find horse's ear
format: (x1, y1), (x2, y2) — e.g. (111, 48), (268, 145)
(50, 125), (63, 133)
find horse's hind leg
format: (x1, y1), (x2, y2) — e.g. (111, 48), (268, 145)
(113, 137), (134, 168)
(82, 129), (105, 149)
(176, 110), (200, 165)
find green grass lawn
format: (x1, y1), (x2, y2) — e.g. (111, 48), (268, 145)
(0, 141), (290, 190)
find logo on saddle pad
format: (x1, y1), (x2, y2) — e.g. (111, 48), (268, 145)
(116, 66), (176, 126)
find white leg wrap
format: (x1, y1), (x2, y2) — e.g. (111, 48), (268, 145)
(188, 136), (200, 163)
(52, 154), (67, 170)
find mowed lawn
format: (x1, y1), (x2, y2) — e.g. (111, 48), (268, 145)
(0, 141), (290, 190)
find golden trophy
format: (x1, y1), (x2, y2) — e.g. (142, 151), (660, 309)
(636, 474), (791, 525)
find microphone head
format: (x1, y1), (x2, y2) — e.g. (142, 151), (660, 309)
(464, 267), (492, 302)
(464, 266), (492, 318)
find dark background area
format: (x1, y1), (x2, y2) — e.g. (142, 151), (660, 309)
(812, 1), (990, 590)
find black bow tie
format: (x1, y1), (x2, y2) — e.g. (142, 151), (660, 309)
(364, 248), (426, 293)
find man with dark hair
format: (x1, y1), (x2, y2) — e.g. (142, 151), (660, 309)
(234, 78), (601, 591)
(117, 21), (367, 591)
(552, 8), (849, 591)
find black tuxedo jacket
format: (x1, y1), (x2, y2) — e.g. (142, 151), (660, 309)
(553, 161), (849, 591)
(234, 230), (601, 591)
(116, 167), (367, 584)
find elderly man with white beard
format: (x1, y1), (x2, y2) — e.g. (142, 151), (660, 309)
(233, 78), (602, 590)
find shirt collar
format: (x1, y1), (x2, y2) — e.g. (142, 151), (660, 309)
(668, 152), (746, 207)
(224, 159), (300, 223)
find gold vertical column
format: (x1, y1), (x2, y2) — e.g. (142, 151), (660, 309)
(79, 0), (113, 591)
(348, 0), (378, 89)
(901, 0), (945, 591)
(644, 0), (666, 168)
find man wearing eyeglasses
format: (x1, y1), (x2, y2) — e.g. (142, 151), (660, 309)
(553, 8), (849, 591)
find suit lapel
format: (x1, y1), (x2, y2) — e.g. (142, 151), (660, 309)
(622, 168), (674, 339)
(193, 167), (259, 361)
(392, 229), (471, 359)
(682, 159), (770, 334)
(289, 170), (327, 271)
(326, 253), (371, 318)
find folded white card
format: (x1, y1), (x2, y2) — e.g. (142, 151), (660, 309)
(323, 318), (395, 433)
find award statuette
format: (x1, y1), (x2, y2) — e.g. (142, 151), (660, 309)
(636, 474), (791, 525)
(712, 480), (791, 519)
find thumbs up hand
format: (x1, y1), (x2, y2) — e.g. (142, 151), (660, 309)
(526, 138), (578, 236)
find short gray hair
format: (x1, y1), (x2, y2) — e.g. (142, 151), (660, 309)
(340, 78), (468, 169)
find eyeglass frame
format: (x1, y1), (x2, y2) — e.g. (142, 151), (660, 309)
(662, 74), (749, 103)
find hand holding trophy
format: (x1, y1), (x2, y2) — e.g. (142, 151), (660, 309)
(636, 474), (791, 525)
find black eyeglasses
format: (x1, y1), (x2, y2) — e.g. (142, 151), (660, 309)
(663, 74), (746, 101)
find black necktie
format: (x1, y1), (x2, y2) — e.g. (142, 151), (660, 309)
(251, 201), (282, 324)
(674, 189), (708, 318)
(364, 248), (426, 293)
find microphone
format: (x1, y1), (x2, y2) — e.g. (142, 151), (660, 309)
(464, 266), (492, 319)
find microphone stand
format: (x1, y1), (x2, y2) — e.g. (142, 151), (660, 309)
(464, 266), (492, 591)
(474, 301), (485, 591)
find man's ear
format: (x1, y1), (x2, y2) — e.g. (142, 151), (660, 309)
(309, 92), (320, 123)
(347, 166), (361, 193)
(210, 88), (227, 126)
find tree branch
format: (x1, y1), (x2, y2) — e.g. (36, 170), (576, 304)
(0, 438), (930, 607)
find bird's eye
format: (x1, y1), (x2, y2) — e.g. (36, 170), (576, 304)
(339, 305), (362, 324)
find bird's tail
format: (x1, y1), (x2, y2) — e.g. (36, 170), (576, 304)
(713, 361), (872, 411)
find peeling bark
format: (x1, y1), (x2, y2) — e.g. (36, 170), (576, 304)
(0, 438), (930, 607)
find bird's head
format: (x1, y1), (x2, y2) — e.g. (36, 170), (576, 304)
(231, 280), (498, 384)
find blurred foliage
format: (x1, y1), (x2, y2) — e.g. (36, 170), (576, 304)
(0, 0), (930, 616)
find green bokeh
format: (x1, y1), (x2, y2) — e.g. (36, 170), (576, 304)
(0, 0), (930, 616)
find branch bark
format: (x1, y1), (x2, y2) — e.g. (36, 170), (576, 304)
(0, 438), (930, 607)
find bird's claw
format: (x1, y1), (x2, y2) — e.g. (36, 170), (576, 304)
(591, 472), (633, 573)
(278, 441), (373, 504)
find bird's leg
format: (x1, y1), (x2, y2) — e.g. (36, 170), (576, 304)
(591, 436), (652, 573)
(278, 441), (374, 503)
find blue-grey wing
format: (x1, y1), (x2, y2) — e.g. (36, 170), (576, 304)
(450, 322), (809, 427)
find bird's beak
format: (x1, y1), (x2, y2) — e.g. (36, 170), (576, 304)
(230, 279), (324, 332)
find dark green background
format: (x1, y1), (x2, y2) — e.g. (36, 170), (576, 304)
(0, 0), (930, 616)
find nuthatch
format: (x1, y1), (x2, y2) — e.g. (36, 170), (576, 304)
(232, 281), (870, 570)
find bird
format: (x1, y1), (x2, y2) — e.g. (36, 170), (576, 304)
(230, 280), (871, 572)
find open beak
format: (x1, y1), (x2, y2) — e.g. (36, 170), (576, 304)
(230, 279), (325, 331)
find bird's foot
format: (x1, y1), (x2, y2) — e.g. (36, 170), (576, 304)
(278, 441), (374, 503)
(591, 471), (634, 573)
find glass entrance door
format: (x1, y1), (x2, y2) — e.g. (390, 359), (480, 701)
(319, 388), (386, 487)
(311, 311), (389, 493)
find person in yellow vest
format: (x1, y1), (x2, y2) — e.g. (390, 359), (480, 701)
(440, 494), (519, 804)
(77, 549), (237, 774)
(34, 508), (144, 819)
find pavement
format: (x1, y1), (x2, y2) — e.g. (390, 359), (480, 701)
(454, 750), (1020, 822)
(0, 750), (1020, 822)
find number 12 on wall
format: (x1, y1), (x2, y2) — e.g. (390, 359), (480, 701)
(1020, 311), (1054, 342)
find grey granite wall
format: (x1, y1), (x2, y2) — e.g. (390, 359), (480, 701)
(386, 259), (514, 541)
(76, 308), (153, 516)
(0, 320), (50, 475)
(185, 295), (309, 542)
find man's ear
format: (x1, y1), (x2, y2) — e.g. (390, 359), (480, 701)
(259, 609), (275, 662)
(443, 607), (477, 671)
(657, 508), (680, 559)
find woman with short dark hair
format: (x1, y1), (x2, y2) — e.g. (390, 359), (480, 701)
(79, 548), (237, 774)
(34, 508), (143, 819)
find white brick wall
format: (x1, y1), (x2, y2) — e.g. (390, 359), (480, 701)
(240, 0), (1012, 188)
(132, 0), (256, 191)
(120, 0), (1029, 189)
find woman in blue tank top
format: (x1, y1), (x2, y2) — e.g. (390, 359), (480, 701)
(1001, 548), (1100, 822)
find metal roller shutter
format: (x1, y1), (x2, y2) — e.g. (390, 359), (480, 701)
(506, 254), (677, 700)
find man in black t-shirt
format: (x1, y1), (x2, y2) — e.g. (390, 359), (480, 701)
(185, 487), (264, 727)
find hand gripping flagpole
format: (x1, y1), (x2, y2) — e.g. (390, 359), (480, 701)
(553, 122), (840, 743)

--------------------------------------------------

= YOUR TASK =
Return the rows from the line containing "find person in yellow vest" through the line containing "(1001, 548), (1100, 822)", both lines included, copied exactly and with nothing else.

= OUTPUT OF THE EXERCISE =
find person in yellow vest
format: (x1, y1), (x2, y2) — e.g. (390, 359), (480, 701)
(440, 494), (519, 804)
(77, 549), (237, 774)
(34, 508), (144, 819)
find pavement
format: (x1, y1), (x2, y2) — e.g. (390, 359), (480, 701)
(454, 750), (1020, 822)
(0, 750), (1020, 822)
find number 12 on wall
format: (x1, y1), (x2, y2) — e.g. (390, 359), (480, 701)
(1020, 311), (1054, 342)
find grey granite wall
format: (x1, y1), (x2, y2) — e.g. (390, 359), (480, 701)
(386, 259), (514, 541)
(76, 308), (153, 516)
(0, 320), (50, 475)
(185, 295), (309, 542)
find man's ear
format: (x1, y1), (x2, y2) — e.g. (390, 359), (480, 701)
(259, 609), (275, 662)
(443, 607), (477, 671)
(657, 508), (680, 559)
find woman with short dark hair
format: (x1, y1), (x2, y2) — e.g. (390, 359), (480, 701)
(79, 548), (237, 774)
(34, 508), (143, 819)
find white brick wall
format: (x1, y1), (x2, y2) — e.g. (390, 359), (480, 701)
(240, 0), (1012, 188)
(132, 0), (256, 191)
(120, 0), (1029, 189)
find woman in blue tank top
format: (x1, y1), (x2, y2) — e.g. (390, 359), (480, 701)
(1001, 548), (1100, 822)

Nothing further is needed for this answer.